- _Exercise instructions_: Turn every line of the records below into a numbered list, one line per item, skipping any blank lines.

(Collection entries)
※ ※ ※
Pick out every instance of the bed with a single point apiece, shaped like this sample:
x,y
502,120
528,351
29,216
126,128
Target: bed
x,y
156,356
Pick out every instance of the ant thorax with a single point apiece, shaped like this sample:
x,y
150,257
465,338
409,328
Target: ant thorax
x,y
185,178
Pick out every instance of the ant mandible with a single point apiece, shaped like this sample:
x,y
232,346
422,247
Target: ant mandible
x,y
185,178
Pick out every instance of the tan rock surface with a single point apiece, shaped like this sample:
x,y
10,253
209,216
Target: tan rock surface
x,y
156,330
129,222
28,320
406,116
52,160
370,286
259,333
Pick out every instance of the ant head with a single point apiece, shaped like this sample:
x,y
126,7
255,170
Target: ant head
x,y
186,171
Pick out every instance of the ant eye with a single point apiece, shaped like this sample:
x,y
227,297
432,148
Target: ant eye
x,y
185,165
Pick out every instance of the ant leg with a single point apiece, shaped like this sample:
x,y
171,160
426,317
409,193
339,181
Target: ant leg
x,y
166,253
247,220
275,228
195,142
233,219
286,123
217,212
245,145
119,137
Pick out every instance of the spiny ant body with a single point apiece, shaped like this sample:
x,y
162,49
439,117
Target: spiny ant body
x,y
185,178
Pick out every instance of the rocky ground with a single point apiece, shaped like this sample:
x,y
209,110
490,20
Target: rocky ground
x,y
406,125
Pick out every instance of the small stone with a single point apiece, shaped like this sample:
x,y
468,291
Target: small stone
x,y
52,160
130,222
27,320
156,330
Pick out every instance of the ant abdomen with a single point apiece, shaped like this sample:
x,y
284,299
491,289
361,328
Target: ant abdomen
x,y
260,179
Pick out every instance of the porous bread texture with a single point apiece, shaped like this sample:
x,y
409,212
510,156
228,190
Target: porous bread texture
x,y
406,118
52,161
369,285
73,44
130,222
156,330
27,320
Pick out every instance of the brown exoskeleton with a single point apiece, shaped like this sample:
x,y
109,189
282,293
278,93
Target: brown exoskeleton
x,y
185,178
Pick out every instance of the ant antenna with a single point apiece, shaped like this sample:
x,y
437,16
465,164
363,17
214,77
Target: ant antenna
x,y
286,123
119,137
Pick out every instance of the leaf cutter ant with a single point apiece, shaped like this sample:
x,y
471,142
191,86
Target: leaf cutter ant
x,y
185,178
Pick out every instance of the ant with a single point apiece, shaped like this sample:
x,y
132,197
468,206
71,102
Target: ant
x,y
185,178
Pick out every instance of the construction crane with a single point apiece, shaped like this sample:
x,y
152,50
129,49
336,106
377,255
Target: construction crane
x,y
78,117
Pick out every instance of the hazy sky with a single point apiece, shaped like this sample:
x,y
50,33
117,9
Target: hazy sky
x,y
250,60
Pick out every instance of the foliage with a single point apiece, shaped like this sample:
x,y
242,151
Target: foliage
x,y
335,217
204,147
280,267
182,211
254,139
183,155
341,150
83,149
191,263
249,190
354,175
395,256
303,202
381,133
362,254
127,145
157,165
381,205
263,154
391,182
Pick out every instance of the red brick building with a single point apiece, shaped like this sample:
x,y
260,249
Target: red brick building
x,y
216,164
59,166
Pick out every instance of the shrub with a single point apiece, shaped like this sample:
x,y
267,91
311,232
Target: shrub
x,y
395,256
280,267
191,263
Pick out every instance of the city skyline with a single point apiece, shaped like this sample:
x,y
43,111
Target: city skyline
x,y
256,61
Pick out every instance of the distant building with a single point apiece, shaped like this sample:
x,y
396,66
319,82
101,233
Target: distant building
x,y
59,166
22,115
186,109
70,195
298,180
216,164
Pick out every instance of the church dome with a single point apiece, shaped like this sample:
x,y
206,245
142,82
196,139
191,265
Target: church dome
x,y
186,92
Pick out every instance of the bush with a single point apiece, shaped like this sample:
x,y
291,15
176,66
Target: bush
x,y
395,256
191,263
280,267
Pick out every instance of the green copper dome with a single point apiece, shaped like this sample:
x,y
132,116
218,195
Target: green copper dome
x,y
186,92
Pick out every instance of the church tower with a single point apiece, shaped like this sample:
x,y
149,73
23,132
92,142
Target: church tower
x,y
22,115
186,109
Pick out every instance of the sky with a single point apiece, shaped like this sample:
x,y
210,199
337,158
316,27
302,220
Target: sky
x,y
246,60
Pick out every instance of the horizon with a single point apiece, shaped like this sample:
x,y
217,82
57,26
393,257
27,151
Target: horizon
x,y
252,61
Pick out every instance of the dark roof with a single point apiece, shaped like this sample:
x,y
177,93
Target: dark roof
※ ※ ※
- _Solution to the exercise_:
1. Pick out every instance of the bed with a single point apiece, shaped like this sample:
2. x,y
3. 502,120
4. 528,351
5. 29,216
6. 126,128
7. Target: bed
8. x,y
9. 156,356
10. Pick out every instance of the ant thorax with a single point apiece, shaped like this sample:
11. x,y
12. 150,257
13. 465,338
14. 409,328
15. Target: ant thorax
16. x,y
17. 185,178
18. Pick out every instance of the ant mandible with a single point apiece, shaped like this sample:
19. x,y
20. 232,346
21. 422,247
22. Target: ant mandible
23. x,y
24. 185,178
25. Pick out every instance of the tan rock surface with a single point apiece, shaped like this sample:
26. x,y
27. 10,253
28. 209,216
29. Target: tan rock surface
30. x,y
31. 156,330
32. 129,222
33. 28,320
34. 406,116
35. 52,160
36. 370,286
37. 259,333
38. Pick out every instance of the ant head with a single point apiece, shaped like this sample:
39. x,y
40. 126,7
41. 255,170
42. Target: ant head
43. x,y
44. 186,171
45. Pick out every instance of the ant eye with a single point apiece, shaped like this sample:
46. x,y
47. 227,297
48. 432,148
49. Target: ant eye
50. x,y
51. 185,165
52. Pick out every instance of the ant leg with a single point apiece, shaped like this sample:
53. x,y
54. 171,160
55. 426,317
56. 409,193
57. 339,181
58. Target: ant leg
59. x,y
60. 166,253
61. 247,220
62. 275,228
63. 195,142
64. 233,219
65. 286,123
66. 217,212
67. 245,145
68. 119,137
69. Pick out every instance of the spiny ant body with a single point apiece, shaped like this sample:
70. x,y
71. 162,49
72. 439,117
73. Target: spiny ant body
74. x,y
75. 185,178
76. Pick out every instance of the rocky ground with a single point apiece, shaped like this sample:
77. x,y
78. 209,110
79. 490,20
80. Target: rocky ground
81. x,y
82. 406,125
83. Pick out every instance of the small stone with a single point apiece, shaped like this sample:
84. x,y
85. 468,291
86. Target: small stone
87. x,y
88. 52,160
89. 130,222
90. 27,320
91. 156,330
92. Pick out every instance of the ant abdomen with a single point apiece, shaped like this sample:
93. x,y
94. 284,299
95. 491,289
96. 361,328
97. Target: ant abdomen
98. x,y
99. 260,179
100. Pick out every instance of the porous bread texture with a single point apiece, shaped like this sample:
101. x,y
102. 409,212
103. 510,156
104. 228,190
105. Target: porous bread texture
106. x,y
107. 406,118
108. 52,161
109. 369,285
110. 73,44
111. 130,222
112. 156,330
113. 27,320
114. Pick out every instance of the brown exoskeleton with a single point apiece, shaped like this sample:
115. x,y
116. 109,189
117. 282,293
118. 278,93
119. Target: brown exoskeleton
120. x,y
121. 185,178
122. Pick out every instance of the ant antenna with a single point apiece, shaped like this sample:
123. x,y
124. 437,16
125. 465,164
126. 363,17
127. 214,77
128. Target: ant antenna
129. x,y
130. 286,123
131. 119,137
132. Pick out every instance of the leaf cutter ant with a single point apiece, shaped like this sample:
133. x,y
134. 471,142
135. 191,86
136. Target: leaf cutter ant
137. x,y
138. 185,178
139. Pick out every instance of the ant with a single point apiece, shaped like this sample:
140. x,y
141. 132,197
142. 468,206
143. 71,102
144. Target: ant
145. x,y
146. 185,178
147. Pick out every instance of the construction crane with a single point apiece, shaped like this sample:
148. x,y
149. 152,50
150. 129,49
151. 336,106
152. 377,255
153. Target: construction crane
154. x,y
155. 78,117
156. Pick out every instance of the hazy sky with a single point apiece, shaped like this sample:
157. x,y
158. 50,33
159. 117,9
160. Target: hazy sky
161. x,y
162. 250,60
163. Pick out every instance of the foliage with a single point apiece, shaped like this sample:
164. x,y
165. 242,151
166. Target: foliage
167. x,y
168. 335,217
169. 204,147
170. 280,267
171. 182,211
172. 254,139
173. 183,155
174. 341,150
175. 83,149
176. 191,263
177. 249,190
178. 354,175
179. 395,256
180. 303,202
181. 381,133
182. 362,254
183. 127,145
184. 157,165
185. 381,205
186. 263,154
187. 391,182
188. Pick out every instance of the red brick building with a single point apiece, shaped like this sample:
189. x,y
190. 260,249
191. Target: red brick building
192. x,y
193. 216,164
194. 59,166
195. Pick out every instance of the shrub with a single point apiece, shaped like this sample:
196. x,y
197. 267,91
198. 311,232
199. Target: shrub
200. x,y
201. 395,256
202. 280,267
203. 191,263
204. Pick out every instance of the city skyline with a single point apiece, shaped like this sample:
205. x,y
206. 43,111
207. Target: city skyline
208. x,y
209. 256,61
210. Pick out every instance of the distant building with a single point apiece, shaped like this sample:
211. x,y
212. 396,66
213. 319,82
214. 101,233
215. Target: distant building
216. x,y
217. 59,166
218. 22,115
219. 186,109
220. 70,195
221. 298,180
222. 216,164
223. Pick out every instance of the church dome with a single point apiece, shaped like this sample:
224. x,y
225. 206,245
226. 142,82
227. 196,139
228. 191,265
229. Target: church dome
230. x,y
231. 186,92
232. Pick out every instance of the bush with a single point apiece, shaped like this sample:
233. x,y
234. 291,15
235. 176,66
236. Target: bush
237. x,y
238. 395,256
239. 191,263
240. 280,267
241. Pick out every instance of the green copper dome with a single point apiece, shaped like this sample:
242. x,y
243. 132,116
244. 218,195
245. Target: green copper dome
246. x,y
247. 186,92
248. Pick out every instance of the church tower with a single point apiece, shaped like this sample:
249. x,y
250. 149,73
251. 23,132
252. 92,142
253. Target: church tower
254. x,y
255. 22,115
256. 186,109
257. Pick out every instance of the sky with a single point apiece, shaped like this sample:
258. x,y
259. 210,199
260. 337,158
261. 316,27
262. 302,220
263. Target: sky
264. x,y
265. 246,60
266. Pick out every instance of the horizon with a single point apiece, shaped like this sample:
267. x,y
268. 217,82
269. 57,26
270. 393,257
271. 27,151
272. Target: horizon
273. x,y
274. 252,61
275. Pick out every instance of the dark roof with a single point apiece, shaped like this sample:
276. x,y
277. 177,93
278. Target: dark roof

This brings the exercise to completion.